■ SOURCE DATA
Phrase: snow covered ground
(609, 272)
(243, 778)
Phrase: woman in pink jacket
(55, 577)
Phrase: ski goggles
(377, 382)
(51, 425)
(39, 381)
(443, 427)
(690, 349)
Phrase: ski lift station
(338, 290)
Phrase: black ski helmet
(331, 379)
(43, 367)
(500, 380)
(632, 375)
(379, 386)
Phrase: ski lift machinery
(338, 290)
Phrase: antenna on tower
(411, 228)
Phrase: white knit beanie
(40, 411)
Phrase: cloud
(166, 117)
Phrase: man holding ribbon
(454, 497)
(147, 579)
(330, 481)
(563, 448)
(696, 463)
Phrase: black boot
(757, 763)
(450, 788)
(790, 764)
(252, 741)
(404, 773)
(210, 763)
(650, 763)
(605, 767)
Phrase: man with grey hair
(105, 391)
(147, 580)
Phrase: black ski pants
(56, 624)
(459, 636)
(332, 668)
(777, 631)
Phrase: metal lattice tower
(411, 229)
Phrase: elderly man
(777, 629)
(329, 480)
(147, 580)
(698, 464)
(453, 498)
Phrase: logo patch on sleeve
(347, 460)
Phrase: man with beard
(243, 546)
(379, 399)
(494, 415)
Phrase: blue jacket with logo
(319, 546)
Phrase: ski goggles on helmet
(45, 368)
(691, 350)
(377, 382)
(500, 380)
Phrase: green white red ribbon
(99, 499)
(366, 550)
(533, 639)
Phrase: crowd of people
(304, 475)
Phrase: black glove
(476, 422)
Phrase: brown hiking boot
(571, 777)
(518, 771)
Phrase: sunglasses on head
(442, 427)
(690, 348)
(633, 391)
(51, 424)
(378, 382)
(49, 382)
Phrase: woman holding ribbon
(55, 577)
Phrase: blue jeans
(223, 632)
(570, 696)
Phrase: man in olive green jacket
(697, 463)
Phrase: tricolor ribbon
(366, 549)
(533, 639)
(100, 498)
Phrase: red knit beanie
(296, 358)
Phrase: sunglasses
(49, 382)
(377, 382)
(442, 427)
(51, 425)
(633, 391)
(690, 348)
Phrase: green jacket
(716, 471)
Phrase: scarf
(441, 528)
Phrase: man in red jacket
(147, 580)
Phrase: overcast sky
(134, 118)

■ PROBLEM DESCRIPTION
Reproduce the listing above verbatim, from the first line to the last.

■ WRITTEN SOLUTION
Phrase: snow covered ground
(609, 272)
(243, 778)
Phrase: woman in pink jacket
(55, 577)
Phrase: ski goggles
(377, 382)
(51, 425)
(39, 381)
(443, 427)
(690, 349)
Phrase: ski lift station
(338, 290)
Phrase: black ski helmet
(331, 379)
(43, 367)
(500, 380)
(632, 375)
(379, 386)
Phrase: ski lift machinery
(338, 290)
Phrase: antenna on tower
(411, 228)
Phrase: white knit beanie
(40, 411)
Phrase: cloud
(166, 117)
Phrase: man holding ribbon
(454, 497)
(147, 579)
(330, 481)
(563, 448)
(696, 463)
Phrase: black boot
(757, 763)
(450, 788)
(790, 764)
(252, 741)
(404, 773)
(210, 763)
(650, 763)
(605, 767)
Phrase: man with grey hair
(105, 391)
(147, 580)
Phrase: black ski pants
(56, 624)
(459, 636)
(332, 668)
(777, 631)
Phrase: metal lattice tower
(411, 229)
Phrase: elderly man
(777, 629)
(329, 480)
(147, 580)
(698, 464)
(453, 498)
Phrase: logo patch on sleeve
(347, 460)
Phrase: man with beard
(243, 546)
(379, 399)
(494, 415)
Phrase: blue jacket with logo
(319, 546)
Phrase: ski goggles on helmet
(45, 368)
(691, 350)
(377, 382)
(500, 380)
Phrase: green white red ribbon
(99, 499)
(366, 550)
(533, 639)
Phrase: crowd of people
(304, 475)
Phrase: black glove
(476, 422)
Phrase: brown hiking boot
(571, 777)
(518, 771)
Phrase: sunglasses on head
(442, 427)
(690, 348)
(633, 391)
(51, 424)
(378, 382)
(49, 382)
Phrase: woman holding ribbon
(55, 577)
Phrase: blue jeans
(223, 632)
(570, 696)
Phrase: man in olive green jacket
(697, 463)
Phrase: tricolor ribbon
(366, 549)
(533, 639)
(100, 498)
Phrase: red knit beanie
(296, 358)
Phrase: sunglasses
(49, 382)
(377, 382)
(442, 427)
(51, 425)
(633, 391)
(690, 348)
Phrase: green jacket
(716, 471)
Phrase: scarf
(441, 528)
Phrase: man in red jacket
(147, 580)
Phrase: overcast sky
(134, 118)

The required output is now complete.